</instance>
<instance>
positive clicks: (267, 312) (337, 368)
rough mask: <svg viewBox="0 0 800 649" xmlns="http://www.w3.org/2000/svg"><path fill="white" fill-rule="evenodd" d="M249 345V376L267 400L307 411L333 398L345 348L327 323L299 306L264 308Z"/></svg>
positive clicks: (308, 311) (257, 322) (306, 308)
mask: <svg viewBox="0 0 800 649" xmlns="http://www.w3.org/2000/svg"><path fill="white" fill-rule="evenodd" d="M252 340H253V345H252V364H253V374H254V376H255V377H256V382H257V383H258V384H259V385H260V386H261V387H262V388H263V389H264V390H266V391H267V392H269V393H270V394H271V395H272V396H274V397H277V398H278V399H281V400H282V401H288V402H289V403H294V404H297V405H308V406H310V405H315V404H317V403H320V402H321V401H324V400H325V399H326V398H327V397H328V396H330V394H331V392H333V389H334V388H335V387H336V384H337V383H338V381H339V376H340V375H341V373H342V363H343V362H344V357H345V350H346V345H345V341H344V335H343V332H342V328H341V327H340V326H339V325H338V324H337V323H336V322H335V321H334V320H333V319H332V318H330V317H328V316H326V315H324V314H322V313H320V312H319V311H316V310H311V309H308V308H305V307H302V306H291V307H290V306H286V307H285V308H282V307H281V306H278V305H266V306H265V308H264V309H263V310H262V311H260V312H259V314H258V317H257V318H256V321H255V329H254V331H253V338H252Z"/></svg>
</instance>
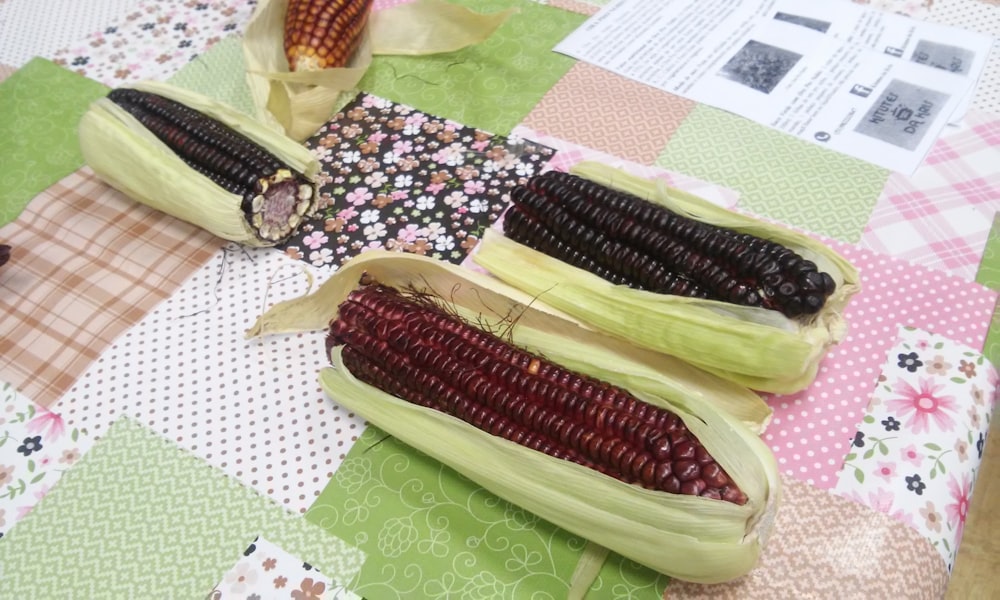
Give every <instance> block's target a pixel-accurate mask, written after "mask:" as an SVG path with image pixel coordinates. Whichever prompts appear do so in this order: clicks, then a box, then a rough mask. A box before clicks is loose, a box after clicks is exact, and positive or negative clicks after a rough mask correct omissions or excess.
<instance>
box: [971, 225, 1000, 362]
mask: <svg viewBox="0 0 1000 600" xmlns="http://www.w3.org/2000/svg"><path fill="white" fill-rule="evenodd" d="M976 282H978V283H981V284H982V285H985V286H986V287H988V288H990V289H991V290H998V291H1000V214H997V215H994V216H993V227H992V228H991V229H990V235H989V237H987V238H986V248H985V249H984V250H983V259H982V261H981V262H980V263H979V272H977V273H976ZM983 354H984V355H985V356H986V358H987V359H988V360H989V361H990V362H991V363H993V364H994V365H1000V304H997V305H996V306H994V307H993V319H992V320H991V321H990V329H989V332H987V334H986V341H985V342H984V344H983Z"/></svg>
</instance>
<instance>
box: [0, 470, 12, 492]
mask: <svg viewBox="0 0 1000 600" xmlns="http://www.w3.org/2000/svg"><path fill="white" fill-rule="evenodd" d="M11 481H14V465H0V487H3V486H5V485H7V484H8V483H10V482H11Z"/></svg>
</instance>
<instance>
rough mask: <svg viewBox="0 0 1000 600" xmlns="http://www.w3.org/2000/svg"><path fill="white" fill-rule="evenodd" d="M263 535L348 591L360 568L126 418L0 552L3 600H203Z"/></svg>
mask: <svg viewBox="0 0 1000 600" xmlns="http://www.w3.org/2000/svg"><path fill="white" fill-rule="evenodd" d="M258 535H260V536H263V537H265V538H267V539H268V540H270V541H272V542H274V543H276V544H278V545H280V546H281V547H282V548H284V549H286V550H287V551H289V552H291V553H293V554H295V555H296V556H300V557H302V559H303V560H307V561H309V562H310V564H312V565H314V566H316V567H317V568H318V569H319V570H320V571H321V572H322V573H323V574H324V575H326V576H328V577H330V578H331V579H333V580H337V581H341V582H349V581H350V580H352V579H353V578H354V577H356V576H357V573H358V570H359V569H360V567H361V564H362V562H363V561H364V555H363V554H362V553H361V552H360V551H358V550H357V549H355V548H353V547H351V546H348V545H347V544H346V543H344V542H343V541H342V540H339V539H337V538H334V537H333V536H331V535H329V534H328V533H325V532H324V531H323V530H321V529H320V528H318V527H315V526H314V525H311V524H310V523H309V522H307V521H306V520H305V519H303V518H302V517H301V516H300V515H297V514H293V513H290V512H288V511H286V510H285V509H284V508H282V507H281V506H279V505H277V504H275V503H274V502H273V501H271V500H270V499H268V498H266V497H264V496H261V495H259V494H257V493H256V492H254V491H252V490H250V489H248V488H246V487H244V486H243V485H241V484H240V483H239V482H237V481H236V480H234V479H231V478H229V477H227V476H226V475H225V474H224V473H222V472H221V471H219V470H217V469H215V468H213V467H212V466H210V465H208V464H207V463H205V462H204V461H202V460H201V459H199V458H197V457H195V456H194V455H192V454H190V453H188V452H186V451H184V450H182V449H181V448H179V447H178V446H176V445H175V444H174V443H172V442H171V441H169V440H167V439H164V438H162V437H160V436H159V435H157V434H156V433H154V432H152V431H150V430H149V429H146V428H145V427H143V426H141V425H139V424H137V423H136V422H134V421H131V420H129V419H125V418H122V419H119V420H118V421H116V422H115V423H114V424H113V425H112V426H111V427H110V428H109V429H108V431H107V433H106V434H105V435H104V437H102V438H101V439H100V440H98V441H97V442H95V444H94V446H93V447H92V448H91V449H90V451H89V452H87V454H86V455H84V457H83V458H82V459H81V460H80V462H78V463H77V464H76V465H75V466H74V467H73V468H72V469H69V470H68V471H66V473H64V474H63V476H62V478H61V479H60V481H59V483H58V485H56V486H54V487H53V488H52V490H51V491H50V492H49V494H48V495H47V496H45V498H43V499H42V501H41V502H39V503H38V505H37V506H36V507H35V508H34V510H33V511H32V512H31V513H30V514H28V516H26V517H25V518H24V520H22V521H20V522H19V523H18V524H17V525H16V526H15V527H13V528H12V529H11V530H10V531H9V532H8V534H7V535H6V536H4V538H3V539H2V540H0V597H3V598H132V597H142V598H205V597H206V596H207V595H208V593H209V592H210V591H211V590H212V587H213V586H214V585H215V584H216V583H217V582H218V581H220V579H221V577H222V576H223V574H224V573H226V571H227V570H229V568H230V567H232V565H233V557H234V556H239V555H240V554H241V553H242V552H243V551H244V549H245V548H246V547H247V545H248V544H249V543H250V542H252V541H253V540H254V539H255V538H256V537H257V536H258Z"/></svg>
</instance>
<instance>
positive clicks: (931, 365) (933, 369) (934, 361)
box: [926, 354, 952, 375]
mask: <svg viewBox="0 0 1000 600" xmlns="http://www.w3.org/2000/svg"><path fill="white" fill-rule="evenodd" d="M951 366H952V365H951V363H949V362H948V361H946V360H945V359H944V357H943V356H941V355H940V354H938V355H936V356H935V357H934V358H932V359H931V361H930V362H929V363H927V369H926V370H927V372H928V373H930V374H931V375H947V374H948V371H949V370H950V369H951Z"/></svg>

TASK STATEMENT:
Return an exact copy of the data above, apart from any pictures.

WORKED SOLUTION:
</instance>
<instance>
positive clicks: (267, 312) (337, 368)
rough mask: <svg viewBox="0 0 800 649" xmlns="http://www.w3.org/2000/svg"><path fill="white" fill-rule="evenodd" d="M249 345V376L267 400L307 411L333 398L345 348L327 323L299 306L264 308Z"/></svg>
positive clicks: (308, 311) (257, 322) (306, 308)
mask: <svg viewBox="0 0 800 649" xmlns="http://www.w3.org/2000/svg"><path fill="white" fill-rule="evenodd" d="M252 340H253V345H252V364H253V374H254V376H255V377H256V382H257V383H258V384H259V385H260V386H261V387H262V388H263V389H264V390H266V391H267V392H269V393H270V394H271V395H272V396H274V397H277V398H278V399H281V400H282V401H288V402H289V403H294V404H297V405H308V406H310V405H315V404H317V403H320V402H321V401H324V400H325V399H326V398H327V397H328V396H330V394H331V392H333V389H334V388H335V387H336V384H337V383H338V381H339V376H340V375H341V373H342V363H343V362H344V357H345V350H346V345H345V341H344V335H343V332H342V328H341V327H340V326H339V325H338V324H337V323H336V322H335V321H334V320H333V319H332V318H330V317H328V316H326V315H324V314H322V313H320V312H319V311H316V310H311V309H308V308H305V307H302V306H291V307H290V306H286V307H285V308H282V307H281V306H278V305H266V306H265V308H264V309H263V310H262V311H260V312H259V314H258V317H257V318H256V321H255V329H254V331H253V338H252Z"/></svg>
</instance>
Give every <instance> block's target a pixel-accurate mask, written after "mask:" as an SVG path with image pixel coordinates. Whichever prompts appear do so in this order: clicks, then a box, then a rough mask. A box before clicks is loose, a box after clicks is exact, and positive or negative clicks after a rough mask correct omissions or excess.
<instance>
box: [971, 225, 1000, 362]
mask: <svg viewBox="0 0 1000 600" xmlns="http://www.w3.org/2000/svg"><path fill="white" fill-rule="evenodd" d="M976 282H978V283H981V284H982V285H985V286H986V287H988V288H990V289H991V290H998V291H1000V214H997V215H994V216H993V227H992V228H991V229H990V235H989V237H987V238H986V248H985V249H984V250H983V259H982V261H981V262H980V263H979V272H977V273H976ZM983 354H984V355H985V356H986V358H987V359H988V360H989V361H990V362H991V363H993V364H994V365H1000V304H997V305H996V306H994V307H993V319H992V320H991V321H990V329H989V332H987V334H986V341H985V342H984V344H983Z"/></svg>
</instance>
<instance>
box: [0, 470, 12, 492]
mask: <svg viewBox="0 0 1000 600" xmlns="http://www.w3.org/2000/svg"><path fill="white" fill-rule="evenodd" d="M11 481H14V465H0V487H3V486H5V485H7V484H8V483H10V482H11Z"/></svg>
</instance>
<instance>
rough mask: <svg viewBox="0 0 1000 600" xmlns="http://www.w3.org/2000/svg"><path fill="white" fill-rule="evenodd" d="M263 535L348 591L360 568L126 418L0 552L3 600H203Z"/></svg>
mask: <svg viewBox="0 0 1000 600" xmlns="http://www.w3.org/2000/svg"><path fill="white" fill-rule="evenodd" d="M258 535H260V536H263V537H265V538H267V539H268V540H270V541H272V542H274V543H276V544H278V545H280V546H281V547H282V548H284V549H286V550H287V551H289V552H291V553H293V554H295V555H296V556H300V557H302V559H303V560H307V561H309V562H310V564H312V565H314V566H316V567H317V568H318V569H319V570H320V571H321V572H322V573H323V574H324V575H326V576H328V577H330V578H331V579H333V580H337V581H341V582H349V581H350V580H352V579H353V578H354V577H356V576H357V573H358V570H359V569H360V567H361V564H362V562H363V561H364V555H363V554H362V553H361V552H360V551H358V550H357V549H355V548H353V547H351V546H348V545H347V544H346V543H344V542H343V541H342V540H339V539H337V538H334V537H333V536H331V535H329V534H328V533H325V532H324V531H323V530H321V529H320V528H318V527H315V526H314V525H311V524H310V523H309V522H307V521H306V520H305V519H303V518H302V517H301V516H300V515H297V514H293V513H290V512H288V511H286V510H285V509H284V508H282V507H281V506H279V505H277V504H275V503H274V502H273V501H271V500H270V499H268V498H266V497H264V496H261V495H259V494H257V493H256V492H254V491H252V490H250V489H248V488H246V487H244V486H243V485H241V484H240V483H239V482H237V481H236V480H234V479H231V478H229V477H227V476H226V475H225V474H224V473H222V472H221V471H219V470H217V469H215V468H213V467H212V466H210V465H208V464H207V463H205V462H204V461H202V460H201V459H199V458H197V457H195V456H194V455H192V454H190V453H188V452H186V451H184V450H182V449H181V448H179V447H178V446H176V445H175V444H174V443H172V442H171V441H169V440H167V439H164V438H162V437H160V436H159V435H157V434H156V433H154V432H152V431H150V430H149V429H146V428H145V427H143V426H141V425H139V424H137V423H136V422H134V421H131V420H129V419H125V418H122V419H119V420H118V421H116V422H115V423H114V424H113V425H112V426H111V427H110V428H109V429H108V431H107V433H106V434H105V435H104V437H102V438H101V439H100V440H98V441H97V442H95V444H94V446H93V447H92V448H91V449H90V451H89V452H87V454H86V455H84V457H83V458H82V459H81V460H80V462H78V463H77V464H76V465H75V466H74V467H73V468H72V469H69V470H68V471H66V473H64V474H63V476H62V478H61V479H60V481H59V483H58V485H56V486H54V487H53V488H52V490H51V491H50V492H49V494H48V495H47V496H45V498H43V499H42V501H41V502H39V503H38V505H37V506H36V507H35V508H34V510H33V511H32V512H31V513H30V514H28V516H26V517H25V518H24V520H22V521H20V522H19V523H18V524H17V525H16V526H15V527H13V528H12V529H11V530H10V531H9V532H8V534H7V535H6V536H4V538H3V539H2V540H0V597H3V598H132V597H142V598H205V597H206V596H207V595H208V593H209V592H210V591H211V590H212V587H213V586H214V585H215V584H216V583H217V582H218V581H220V579H221V577H222V576H223V574H224V573H226V571H227V570H229V568H230V567H232V565H233V557H234V556H239V555H240V554H241V553H242V552H243V551H244V549H245V548H246V547H247V545H248V544H249V543H250V542H252V541H253V540H254V539H255V538H256V537H257V536H258Z"/></svg>
</instance>
<instance>
positive clicks: (931, 365) (933, 369) (934, 361)
box: [926, 354, 952, 375]
mask: <svg viewBox="0 0 1000 600" xmlns="http://www.w3.org/2000/svg"><path fill="white" fill-rule="evenodd" d="M951 366H952V365H951V363H949V362H948V361H946V360H945V359H944V357H943V356H941V355H940V354H938V355H936V356H935V357H934V358H932V359H931V361H930V362H929V363H927V369H926V370H927V372H928V373H930V374H931V375H947V374H948V371H949V370H950V369H951Z"/></svg>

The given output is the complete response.